Task to carry out
Turn the rows below into a numbered list, dropping any blank lines.
[START Supplied data]
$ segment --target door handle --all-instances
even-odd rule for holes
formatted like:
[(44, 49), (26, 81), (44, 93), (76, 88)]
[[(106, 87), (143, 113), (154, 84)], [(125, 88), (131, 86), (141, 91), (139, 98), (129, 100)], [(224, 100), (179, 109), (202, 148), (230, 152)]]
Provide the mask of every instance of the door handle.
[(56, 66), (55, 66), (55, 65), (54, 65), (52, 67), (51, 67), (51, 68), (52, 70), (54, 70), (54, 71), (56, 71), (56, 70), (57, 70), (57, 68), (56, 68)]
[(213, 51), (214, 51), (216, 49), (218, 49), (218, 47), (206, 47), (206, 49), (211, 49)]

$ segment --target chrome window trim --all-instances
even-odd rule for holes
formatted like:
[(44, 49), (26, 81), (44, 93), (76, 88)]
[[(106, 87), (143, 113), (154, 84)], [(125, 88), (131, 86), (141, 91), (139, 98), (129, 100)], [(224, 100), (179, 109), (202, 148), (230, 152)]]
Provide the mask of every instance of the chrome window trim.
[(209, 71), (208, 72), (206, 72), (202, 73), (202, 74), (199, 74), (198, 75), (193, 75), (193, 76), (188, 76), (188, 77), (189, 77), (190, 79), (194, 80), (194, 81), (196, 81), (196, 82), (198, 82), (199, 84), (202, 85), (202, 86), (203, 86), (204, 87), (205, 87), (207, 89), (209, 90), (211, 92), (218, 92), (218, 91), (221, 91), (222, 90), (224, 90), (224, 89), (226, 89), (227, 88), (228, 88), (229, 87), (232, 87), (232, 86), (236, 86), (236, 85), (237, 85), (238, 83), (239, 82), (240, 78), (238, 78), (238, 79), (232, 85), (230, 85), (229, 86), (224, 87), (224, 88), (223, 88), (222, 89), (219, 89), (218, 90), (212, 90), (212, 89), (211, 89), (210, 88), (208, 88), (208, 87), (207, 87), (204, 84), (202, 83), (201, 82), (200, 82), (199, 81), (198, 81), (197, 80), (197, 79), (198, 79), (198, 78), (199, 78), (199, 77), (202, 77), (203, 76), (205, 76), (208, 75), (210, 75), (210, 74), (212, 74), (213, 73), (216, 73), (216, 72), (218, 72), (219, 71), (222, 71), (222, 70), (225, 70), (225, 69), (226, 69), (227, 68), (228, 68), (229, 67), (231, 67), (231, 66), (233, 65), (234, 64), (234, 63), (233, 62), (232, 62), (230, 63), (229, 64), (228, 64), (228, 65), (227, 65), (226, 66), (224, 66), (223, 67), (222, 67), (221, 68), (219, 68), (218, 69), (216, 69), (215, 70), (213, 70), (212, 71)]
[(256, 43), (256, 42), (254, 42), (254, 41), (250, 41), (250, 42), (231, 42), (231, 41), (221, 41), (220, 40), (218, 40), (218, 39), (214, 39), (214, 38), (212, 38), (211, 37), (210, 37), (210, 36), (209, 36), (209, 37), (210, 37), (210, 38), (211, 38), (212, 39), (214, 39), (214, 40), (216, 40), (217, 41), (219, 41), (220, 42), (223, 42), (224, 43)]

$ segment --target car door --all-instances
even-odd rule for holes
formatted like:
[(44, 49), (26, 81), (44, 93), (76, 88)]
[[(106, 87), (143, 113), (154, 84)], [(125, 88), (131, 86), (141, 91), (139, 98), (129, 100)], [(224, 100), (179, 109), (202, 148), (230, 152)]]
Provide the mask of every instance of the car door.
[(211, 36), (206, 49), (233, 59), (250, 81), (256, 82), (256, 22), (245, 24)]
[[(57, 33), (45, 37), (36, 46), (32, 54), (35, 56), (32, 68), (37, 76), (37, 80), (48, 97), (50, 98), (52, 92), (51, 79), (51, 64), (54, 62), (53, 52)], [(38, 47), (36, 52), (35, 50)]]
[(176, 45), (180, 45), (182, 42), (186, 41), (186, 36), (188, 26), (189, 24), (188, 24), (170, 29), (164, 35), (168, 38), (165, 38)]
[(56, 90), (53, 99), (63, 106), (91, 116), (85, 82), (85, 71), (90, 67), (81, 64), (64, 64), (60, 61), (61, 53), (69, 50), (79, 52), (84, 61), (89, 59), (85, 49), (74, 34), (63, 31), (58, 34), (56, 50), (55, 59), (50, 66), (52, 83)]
[END Supplied data]
Result
1. $ segment --target door handle --all-instances
2. even-odd rule for holes
3. formatted like:
4. [(44, 49), (26, 81), (44, 93), (76, 88)]
5. [[(106, 87), (143, 113), (154, 84)], [(125, 88), (131, 86), (141, 91), (139, 98), (129, 100)], [(224, 100), (179, 109), (202, 148), (230, 152)]]
6. Provide the mask of every instance of the door handle.
7. [(56, 66), (55, 66), (55, 65), (54, 65), (52, 67), (51, 67), (51, 68), (52, 70), (54, 70), (54, 71), (56, 71), (56, 70), (57, 70), (57, 68), (56, 68)]
8. [(213, 51), (214, 51), (216, 49), (218, 49), (218, 47), (206, 47), (206, 49), (211, 49)]
9. $ segment --target chrome window trim --all-instances
10. even-odd rule for holes
11. formatted like:
12. [(44, 49), (26, 81), (44, 93), (76, 88)]
13. [[(106, 87), (143, 113), (154, 84)], [(125, 88), (131, 86), (141, 91), (139, 98), (129, 100)], [(224, 100), (179, 109), (202, 148), (230, 152)]]
14. Provide the mask of every instance of the chrome window trim.
15. [(209, 71), (208, 72), (206, 72), (202, 73), (202, 74), (199, 74), (198, 75), (193, 75), (193, 76), (188, 76), (188, 77), (189, 77), (190, 79), (194, 80), (194, 81), (196, 81), (196, 82), (198, 82), (199, 84), (202, 85), (202, 86), (203, 86), (204, 87), (205, 87), (207, 89), (209, 90), (211, 92), (218, 92), (218, 91), (221, 91), (222, 90), (224, 90), (224, 89), (226, 89), (227, 88), (228, 88), (229, 87), (232, 87), (232, 86), (236, 86), (236, 85), (237, 85), (238, 83), (239, 82), (240, 78), (238, 78), (238, 79), (232, 85), (230, 85), (229, 86), (224, 87), (224, 88), (223, 88), (222, 89), (219, 89), (218, 90), (212, 90), (212, 89), (211, 89), (210, 88), (208, 88), (208, 87), (207, 87), (204, 84), (202, 83), (201, 82), (200, 82), (199, 81), (198, 81), (197, 80), (197, 79), (198, 79), (198, 78), (199, 78), (199, 77), (202, 77), (203, 76), (205, 76), (208, 75), (210, 75), (210, 74), (212, 74), (213, 73), (216, 73), (216, 72), (218, 72), (219, 71), (222, 71), (222, 70), (225, 70), (225, 69), (226, 69), (227, 68), (228, 68), (229, 67), (231, 67), (231, 66), (233, 65), (234, 64), (234, 63), (233, 62), (232, 62), (230, 63), (229, 64), (228, 64), (228, 65), (227, 65), (226, 66), (224, 66), (223, 67), (222, 67), (221, 68), (219, 68), (218, 69), (216, 69), (215, 70), (213, 70), (212, 71)]
16. [(256, 43), (256, 42), (254, 42), (254, 41), (250, 41), (250, 42), (231, 42), (231, 41), (221, 41), (220, 40), (218, 40), (218, 39), (214, 39), (214, 38), (212, 38), (211, 37), (210, 37), (210, 36), (209, 36), (209, 37), (210, 37), (210, 38), (211, 38), (212, 39), (214, 39), (214, 40), (216, 40), (217, 41), (219, 41), (220, 42), (223, 42), (224, 43)]
17. $ segment --target car door --all-instances
18. even-odd rule for holes
19. formatted like:
20. [(44, 49), (26, 81), (44, 93), (76, 88)]
21. [[(106, 87), (143, 113), (154, 84)], [(125, 88), (131, 86), (141, 91), (139, 98), (129, 100)], [(224, 100), (179, 109), (202, 148), (230, 152)]]
22. Provide the mask of every instance of the car door.
23. [(211, 36), (206, 49), (233, 59), (250, 81), (256, 82), (256, 22), (245, 24)]
24. [[(57, 33), (45, 37), (36, 46), (32, 54), (35, 56), (32, 68), (37, 76), (37, 80), (48, 97), (50, 98), (52, 92), (51, 79), (51, 64), (54, 62), (53, 52)], [(38, 47), (36, 52), (35, 50)]]
25. [(176, 45), (180, 45), (182, 42), (186, 41), (186, 36), (188, 26), (189, 24), (188, 24), (170, 29), (164, 35), (168, 38), (165, 38)]
26. [(56, 90), (53, 99), (63, 106), (91, 116), (85, 82), (85, 71), (90, 67), (81, 64), (64, 64), (60, 61), (61, 53), (69, 50), (79, 52), (84, 61), (89, 59), (85, 49), (74, 34), (63, 31), (58, 34), (56, 50), (55, 59), (50, 66), (52, 83)]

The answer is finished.